Dataset entries
:::::

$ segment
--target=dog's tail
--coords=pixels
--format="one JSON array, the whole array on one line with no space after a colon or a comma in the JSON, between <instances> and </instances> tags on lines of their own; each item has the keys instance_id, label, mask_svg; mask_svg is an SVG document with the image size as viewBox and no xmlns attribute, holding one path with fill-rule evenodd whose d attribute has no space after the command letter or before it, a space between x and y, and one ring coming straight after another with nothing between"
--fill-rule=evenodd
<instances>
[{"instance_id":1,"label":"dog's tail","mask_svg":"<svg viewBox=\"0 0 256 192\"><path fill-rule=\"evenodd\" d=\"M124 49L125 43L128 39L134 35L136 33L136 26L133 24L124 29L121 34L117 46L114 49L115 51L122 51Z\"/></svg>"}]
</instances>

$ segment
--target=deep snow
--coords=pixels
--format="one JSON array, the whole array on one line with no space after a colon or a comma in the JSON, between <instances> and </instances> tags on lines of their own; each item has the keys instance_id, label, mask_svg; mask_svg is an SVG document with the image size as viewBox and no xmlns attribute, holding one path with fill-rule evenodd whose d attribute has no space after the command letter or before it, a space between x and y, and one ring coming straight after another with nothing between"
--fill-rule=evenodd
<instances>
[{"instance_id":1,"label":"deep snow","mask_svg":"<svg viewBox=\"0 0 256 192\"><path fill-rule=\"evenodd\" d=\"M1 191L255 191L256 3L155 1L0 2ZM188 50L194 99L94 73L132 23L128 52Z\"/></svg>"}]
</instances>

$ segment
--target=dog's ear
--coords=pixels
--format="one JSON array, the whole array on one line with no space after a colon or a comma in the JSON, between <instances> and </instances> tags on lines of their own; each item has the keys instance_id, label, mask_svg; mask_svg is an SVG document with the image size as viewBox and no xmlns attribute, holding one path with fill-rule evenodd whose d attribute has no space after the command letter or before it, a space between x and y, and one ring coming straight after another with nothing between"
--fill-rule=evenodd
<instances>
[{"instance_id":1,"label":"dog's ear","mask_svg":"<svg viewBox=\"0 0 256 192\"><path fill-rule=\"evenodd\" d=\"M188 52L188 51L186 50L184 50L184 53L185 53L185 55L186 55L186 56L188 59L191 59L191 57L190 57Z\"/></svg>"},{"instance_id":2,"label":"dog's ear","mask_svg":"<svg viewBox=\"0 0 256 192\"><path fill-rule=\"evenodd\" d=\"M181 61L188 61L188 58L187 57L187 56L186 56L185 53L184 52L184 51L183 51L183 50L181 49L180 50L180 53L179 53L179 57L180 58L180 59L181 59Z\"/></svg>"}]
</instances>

:::::

AIM OF THE EXERCISE.
Go through the records and print each one exactly.

FINISHED TASK.
$ segment
--target=dog's tail
--coords=pixels
--format="one JSON array, the whole array on one line with no space after a colon or a comma in the JSON, between <instances> and </instances> tags on lines of their own; each item has the keys instance_id, label, mask_svg; mask_svg is an SVG document with the image size as viewBox and no xmlns attribute, holding one path with fill-rule evenodd whose d attribute has no space after the command letter or before it, a space between x and y, and one ring coming straight after another with nothing between"
--fill-rule=evenodd
<instances>
[{"instance_id":1,"label":"dog's tail","mask_svg":"<svg viewBox=\"0 0 256 192\"><path fill-rule=\"evenodd\" d=\"M124 49L125 43L128 39L134 35L136 33L136 26L133 24L124 29L121 34L117 46L114 49L115 51L122 51Z\"/></svg>"}]
</instances>

$ segment
--target=deep snow
--coords=pixels
--format="one JSON array, the whole array on one line with no space after a colon or a comma in the JSON, between <instances> and </instances> tags on lines of their own; each item has the keys instance_id, label, mask_svg; mask_svg is an SVG document with the image size as viewBox and no xmlns attribute, holding one path with fill-rule evenodd whose d attribute has no space after the command letter or before it, a space between x and y, and one ring coming straight after another with nothing between"
--fill-rule=evenodd
<instances>
[{"instance_id":1,"label":"deep snow","mask_svg":"<svg viewBox=\"0 0 256 192\"><path fill-rule=\"evenodd\" d=\"M1 191L255 191L256 3L155 1L0 2ZM188 50L194 99L94 73L132 23L128 52Z\"/></svg>"}]
</instances>

$ segment
--target=dog's ear
--coords=pixels
--format="one JSON array, the whole array on one line with no space after a colon or a comma in the JSON, between <instances> and </instances> tags on lines of their own; each item has the keys instance_id, label, mask_svg; mask_svg is an SVG document with the image size as viewBox and no xmlns attribute, holding one path with fill-rule evenodd whose d attribute has no space after the command letter or before it, a space between x and y, and one ring coming straight after another with nothing between"
--fill-rule=evenodd
<instances>
[{"instance_id":1,"label":"dog's ear","mask_svg":"<svg viewBox=\"0 0 256 192\"><path fill-rule=\"evenodd\" d=\"M188 52L188 51L186 50L184 50L184 53L185 53L185 55L186 55L186 56L188 59L191 59L191 57L190 57Z\"/></svg>"},{"instance_id":2,"label":"dog's ear","mask_svg":"<svg viewBox=\"0 0 256 192\"><path fill-rule=\"evenodd\" d=\"M181 61L188 61L188 58L187 57L187 56L186 56L185 53L184 52L184 51L183 51L183 50L181 49L180 50L180 53L179 53L179 57L180 58L180 59L181 59Z\"/></svg>"}]
</instances>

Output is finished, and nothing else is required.